** Begin **

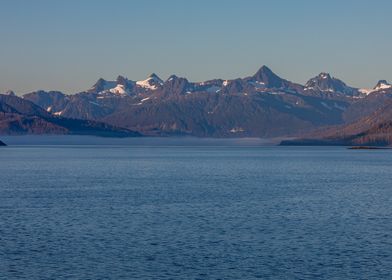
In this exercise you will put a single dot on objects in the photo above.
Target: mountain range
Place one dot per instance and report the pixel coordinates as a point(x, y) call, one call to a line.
point(260, 105)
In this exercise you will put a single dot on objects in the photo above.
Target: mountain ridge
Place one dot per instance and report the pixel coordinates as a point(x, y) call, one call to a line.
point(259, 105)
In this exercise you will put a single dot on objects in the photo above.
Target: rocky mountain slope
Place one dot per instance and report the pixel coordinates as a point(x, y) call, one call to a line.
point(261, 105)
point(20, 116)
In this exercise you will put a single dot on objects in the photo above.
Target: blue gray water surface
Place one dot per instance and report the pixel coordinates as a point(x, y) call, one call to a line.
point(194, 212)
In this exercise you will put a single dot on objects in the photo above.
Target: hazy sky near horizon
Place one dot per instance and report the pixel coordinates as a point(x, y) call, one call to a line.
point(68, 45)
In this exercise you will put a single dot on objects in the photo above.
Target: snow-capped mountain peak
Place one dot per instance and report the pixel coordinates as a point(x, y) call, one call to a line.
point(382, 84)
point(152, 82)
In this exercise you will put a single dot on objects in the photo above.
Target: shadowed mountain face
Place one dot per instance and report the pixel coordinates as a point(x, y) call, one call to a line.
point(372, 130)
point(19, 116)
point(261, 105)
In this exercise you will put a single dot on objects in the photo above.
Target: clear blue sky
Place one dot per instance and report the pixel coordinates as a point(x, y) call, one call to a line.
point(68, 45)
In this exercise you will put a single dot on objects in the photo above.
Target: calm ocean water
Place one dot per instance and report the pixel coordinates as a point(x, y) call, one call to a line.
point(195, 212)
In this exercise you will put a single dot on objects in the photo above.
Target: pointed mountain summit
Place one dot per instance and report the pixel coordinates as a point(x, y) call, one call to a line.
point(324, 82)
point(176, 85)
point(121, 80)
point(268, 78)
point(10, 92)
point(382, 84)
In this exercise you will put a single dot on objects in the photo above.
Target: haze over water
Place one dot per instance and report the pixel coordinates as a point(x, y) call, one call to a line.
point(194, 212)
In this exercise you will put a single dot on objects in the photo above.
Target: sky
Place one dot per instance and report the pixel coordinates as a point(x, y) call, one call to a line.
point(68, 45)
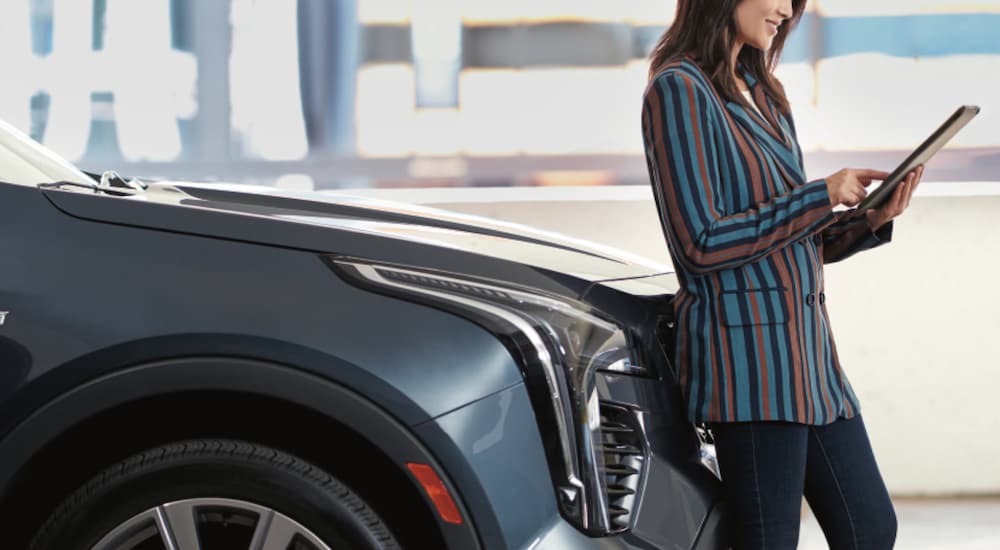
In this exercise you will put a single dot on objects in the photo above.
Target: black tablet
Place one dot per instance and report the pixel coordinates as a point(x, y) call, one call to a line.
point(920, 155)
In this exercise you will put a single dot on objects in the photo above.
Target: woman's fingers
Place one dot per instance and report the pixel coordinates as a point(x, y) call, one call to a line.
point(866, 175)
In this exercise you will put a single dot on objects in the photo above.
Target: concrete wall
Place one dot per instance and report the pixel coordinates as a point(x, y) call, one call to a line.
point(915, 320)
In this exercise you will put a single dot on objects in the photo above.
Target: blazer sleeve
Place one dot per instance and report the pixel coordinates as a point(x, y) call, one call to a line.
point(851, 233)
point(688, 176)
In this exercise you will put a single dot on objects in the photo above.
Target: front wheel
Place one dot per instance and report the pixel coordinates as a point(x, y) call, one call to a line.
point(214, 494)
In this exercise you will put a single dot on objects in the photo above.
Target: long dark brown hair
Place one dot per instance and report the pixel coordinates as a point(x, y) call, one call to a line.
point(706, 31)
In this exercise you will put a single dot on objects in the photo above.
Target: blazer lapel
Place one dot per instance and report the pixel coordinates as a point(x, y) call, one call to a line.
point(770, 132)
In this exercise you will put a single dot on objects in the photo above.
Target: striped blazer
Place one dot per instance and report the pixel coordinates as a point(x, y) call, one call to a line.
point(748, 235)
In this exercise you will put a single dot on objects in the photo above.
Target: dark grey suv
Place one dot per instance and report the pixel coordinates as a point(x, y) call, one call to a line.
point(197, 366)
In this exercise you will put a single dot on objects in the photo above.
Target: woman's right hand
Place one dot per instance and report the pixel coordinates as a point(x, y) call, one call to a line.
point(847, 186)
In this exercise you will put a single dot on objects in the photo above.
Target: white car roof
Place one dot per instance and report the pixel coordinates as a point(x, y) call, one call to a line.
point(24, 161)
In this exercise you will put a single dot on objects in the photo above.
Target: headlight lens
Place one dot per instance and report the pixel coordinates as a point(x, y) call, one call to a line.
point(561, 345)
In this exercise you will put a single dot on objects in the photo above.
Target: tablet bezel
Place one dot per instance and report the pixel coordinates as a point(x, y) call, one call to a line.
point(920, 155)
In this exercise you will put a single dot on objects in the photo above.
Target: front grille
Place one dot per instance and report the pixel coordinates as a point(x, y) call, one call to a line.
point(624, 449)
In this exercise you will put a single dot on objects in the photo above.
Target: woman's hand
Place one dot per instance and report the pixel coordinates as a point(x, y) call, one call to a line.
point(877, 217)
point(847, 186)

** End **

→ TASK GOAL:
Produce an exact copy of each line of data, skipping embedded images.

→ TASK SOLUTION:
In this exercise you will put a single dot on objects in the photo above.
Target: mountain range
Place one dot per instance and report the pixel coordinates as a point(x, y) call, one call to a line.
point(260, 105)
In this exercise you will put a single dot on objects in the photo above.
Target: mountain ridge
Place one dot per instance and report the pixel coordinates as a point(x, y) call, one call to a line.
point(259, 105)
In this exercise you will put a single dot on objects in the photo above.
Target: rocky mountain slope
Place one dot per instance and report the pixel coordinates as a point(x, y) call, one call to a line.
point(261, 105)
point(20, 116)
In this exercise you will put a single dot on objects in the photo above.
Target: blue gray water surface
Place one dot per instance and report the pixel coordinates as a point(x, y) call, one call to a line.
point(194, 212)
In this exercise you will put a single dot on objects in the photo above.
Target: hazy sky near horizon
Place one dot per instance and report the pixel coordinates as a point(x, y) call, one call to a line.
point(68, 45)
In this exercise you will put a single dot on objects in the photo above.
Target: snow-capped mountain peak
Place one dot per instance and report the pixel coordinates as a point(x, y) call, one call to a line.
point(382, 84)
point(152, 82)
In this exercise you will put a single dot on objects in the photo above.
Target: shadowed mountain face
Place one dot per instance and report the pixel coordinates as a point(x, y) call, one call to a line.
point(372, 130)
point(19, 116)
point(261, 105)
In this exercise you will put a single dot on objects in the photo above.
Target: clear blue sky
Place one dot per instance and report the pixel coordinates as a point(x, y) call, one call to a line.
point(68, 45)
In this exercise you will put a single dot on objects in the photo above.
Target: calm ocean water
Place one dot per instance and report the pixel coordinates as a point(x, y) call, one call to a line.
point(195, 212)
In this exercise you will put a single dot on objects in the photo above.
Target: pointed mountain summit
Place one dot per instance and report the pixel coordinates as a point(x, y) call, one call to a line.
point(324, 82)
point(176, 85)
point(121, 80)
point(268, 78)
point(10, 92)
point(382, 84)
In this exercise you will put a single dot on objects in the photo above.
Target: haze over water
Place one dot per instance and report the pixel coordinates as a point(x, y) call, one call to a line.
point(194, 212)
In this exercise you will put a single dot on objects in the photo above.
Target: sky
Place one dot per instance and report the pixel coordinates as a point(x, y) call, one call to a line.
point(68, 45)
In this exercise you will put a single dot on objects in the photo above.
Target: black tablet
Place one dot per instance and report the pixel coordinates as a point(x, y) call, one call to a line.
point(920, 155)
In this exercise you will put a single dot on objects in the photo above.
Target: woman's fingers
Place one dot per instance and report the pixel coordinates as a point(x, y) call, one call to a line.
point(866, 175)
In this exercise you will put a single dot on objects in the photo above.
Target: concrete wall
Place one dot per instance and report the pixel coordinates as a point(x, y) call, one call to a line.
point(915, 320)
In this exercise you will put a single dot on objects in the photo above.
Target: blazer sleeve
Place one dot per instance and report the pixel coordinates as a point(x, y) call, one call to a line.
point(851, 233)
point(688, 176)
In this exercise you will put a single dot on objects in the photo above.
Target: front wheel
Place one dot per instance and report the pixel coordinates as a point(x, y) call, one call to a line.
point(214, 494)
In this exercise you will put a single dot on objects in the photo above.
Target: long dark brown hair
Place one dot per instance and report the pixel coordinates as a point(x, y) call, one call to a line.
point(706, 31)
In this exercise you will put a single dot on objects in the photo above.
Target: blazer lapel
Place one dot per instance and report the pixel coordinates as a point(x, y) call, one call to a line.
point(770, 132)
In this exercise you will put a single dot on objects in the photo above.
Target: striped blazer
Place one dot per instance and report the pixel coordinates as a point(x, y) call, one call to a line.
point(748, 235)
In this exercise you will put a single dot on objects in the photo above.
Target: dark grey suv
Place one dot per instance and report the pixel coordinates as a point(x, y) call, one call to a line.
point(197, 366)
In this exercise you will put a single dot on objects in the photo above.
Target: woman's right hand
Place one dot per instance and report the pixel coordinates as a point(x, y) call, one call to a line.
point(847, 186)
In this exercise you will put a single dot on objects in the photo above.
Target: white car roof
Place one dot per instance and report the pixel coordinates as a point(x, y) call, one call to a line.
point(24, 161)
In this exercise you will put a single dot on objects in the photo above.
Target: headlight lens
Place one dot per instance and report the pixel coordinates as a point(x, y) call, one call to a line.
point(561, 345)
In this exercise you will put a single dot on objects in the photo above.
Target: tablet bezel
Place one dot per instance and report the pixel coordinates as a point(x, y) call, one call to a line.
point(920, 155)
In this exercise you will put a single dot on objects in the photo above.
Target: front grille
Place one dot per instance and report the pixel coordinates as a point(x, y) call, one call to a line.
point(624, 449)
In this exercise you will put a single dot on objects in the photo above.
Target: woman's hand
Place one dot per instance and report the pixel coordinates as a point(x, y) call, one call to a line.
point(877, 217)
point(847, 186)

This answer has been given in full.